# Task brief
Copies of all lines containing the string "background" are needed from the data below.

# Recorded data
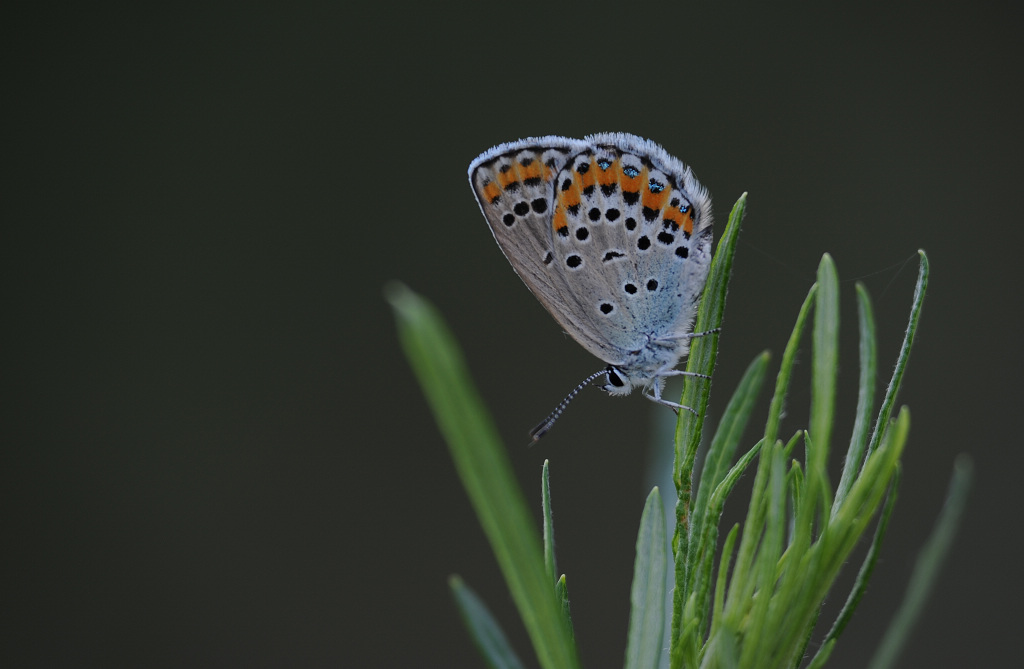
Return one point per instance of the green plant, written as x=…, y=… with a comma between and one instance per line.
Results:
x=774, y=570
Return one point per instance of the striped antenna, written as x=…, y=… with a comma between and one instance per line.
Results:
x=547, y=423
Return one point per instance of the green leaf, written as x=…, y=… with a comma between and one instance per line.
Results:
x=482, y=627
x=824, y=365
x=549, y=527
x=485, y=472
x=865, y=396
x=866, y=568
x=704, y=528
x=904, y=354
x=643, y=649
x=927, y=569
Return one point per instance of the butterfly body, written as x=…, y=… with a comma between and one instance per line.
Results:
x=612, y=236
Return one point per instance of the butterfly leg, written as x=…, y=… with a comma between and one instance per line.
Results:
x=653, y=392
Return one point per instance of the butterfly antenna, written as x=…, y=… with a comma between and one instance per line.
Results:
x=547, y=423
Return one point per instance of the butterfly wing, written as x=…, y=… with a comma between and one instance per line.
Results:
x=514, y=185
x=611, y=234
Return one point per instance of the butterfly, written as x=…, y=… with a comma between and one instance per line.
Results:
x=613, y=237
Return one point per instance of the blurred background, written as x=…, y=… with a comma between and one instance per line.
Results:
x=213, y=452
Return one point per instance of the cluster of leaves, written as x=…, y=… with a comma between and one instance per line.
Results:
x=761, y=605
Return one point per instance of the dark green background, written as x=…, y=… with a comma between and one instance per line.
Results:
x=213, y=453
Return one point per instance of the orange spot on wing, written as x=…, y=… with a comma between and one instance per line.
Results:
x=675, y=216
x=491, y=191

# Task solution
Return one point per instance of the blurred background, written as x=…, y=… with a comma between and one instance per line.
Return one point per instance of the dark green background, written as x=…, y=… with a comma between and one instance per line.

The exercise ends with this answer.